===== Record excerpts =====
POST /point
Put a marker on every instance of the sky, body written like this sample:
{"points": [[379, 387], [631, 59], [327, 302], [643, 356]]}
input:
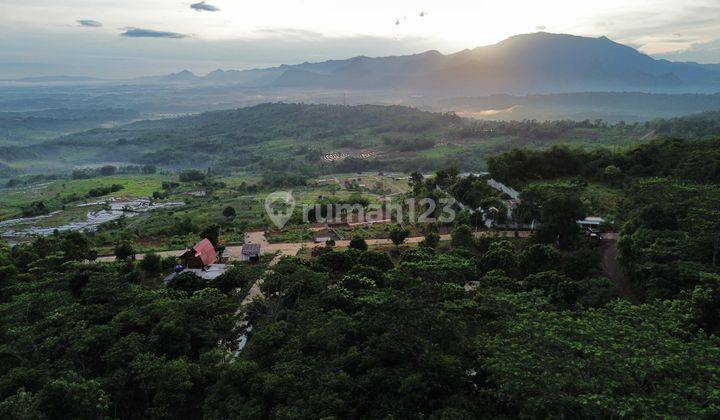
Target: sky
{"points": [[131, 38]]}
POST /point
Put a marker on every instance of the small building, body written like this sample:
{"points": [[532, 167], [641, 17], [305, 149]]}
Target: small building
=====
Written task: Copy the listing word for word, excluding its pictures.

Solved problem:
POST /point
Put a marker on every instance of the sky, body written like this sample:
{"points": [[379, 387], [631, 59], [327, 302], [643, 356]]}
input:
Target: sky
{"points": [[131, 38]]}
POST /point
Put a marker on every instance of the small building, body written like this sample:
{"points": [[532, 167], [641, 17], [305, 149]]}
Target: small building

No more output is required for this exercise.